→ Selected excerpt:
-- BEGIN --

A TASTE OF ITALY COMES TO ANCHORAGE AS LOCAL WOMAN STRIVES TO BAKE A BETTER BISCOTTI

First-generation Italian Tonia Winkler takes her mother's recipe and parlays it into a biscotti wholesaling business that capitalizes on Anchorage's coffee house craze.

Anchorage, Alaska-- In a town chock full of coffee houses--48 and counting, the most coffee houses per capita according to a recent national survey-- Anchorage's love of coffee means a promising market for coffee's dipping counterpart, biscotti.  But it was national pride, not a national survey that inspired Tonia Winkler to launch a side business of making and selling biscotti.

Winkler grew up in Rome, Italy, where her mother, Immacolata Paolino, baked biscotti for her family. When, as a teen, Tonia moved with her family to the USA in the 60's, she saw her mother preserve the family's heritage by continuing to cook and bake Italian foods.  Years later when Tonia moved to Alaska in her early 20's she promised herself that she, too, would carry on the Italian tradition as her mother had.

During times when she felt homesick for Italy and her mother's cooking, she would pull out her mother's recipe for biscotti and make herself a batch. "I see my mother whenever I make biscotti," says Winkler. "We were raised on biscotti with coffee for breakfast. It reminds me of my childhood."

-- END --

→ The exercise: Duplicate the passage of the biscotti article from "First-generation Italian Tonia" to "and selling biscotti.", word for word. The material below this text has nothing to do with what follows.

→ Data extract:
-- BEGIN --

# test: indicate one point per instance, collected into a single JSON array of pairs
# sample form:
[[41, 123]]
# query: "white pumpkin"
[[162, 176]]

-- END --

→ Finished task:
First-generation Italian Tonia Winkler takes her mother's recipe and parlays it into a biscotti wholesaling business that capitalizes on Anchorage's coffee house craze.

Anchorage, Alaska-- In a town chock full of coffee houses--48 and counting, the most coffee houses per capita according to a recent national survey-- Anchorage's love of coffee means a promising market for coffee's dipping counterpart, biscotti.  But it was national pride, not a national survey that inspired Tonia Winkler to launch a side business of making and selling biscotti.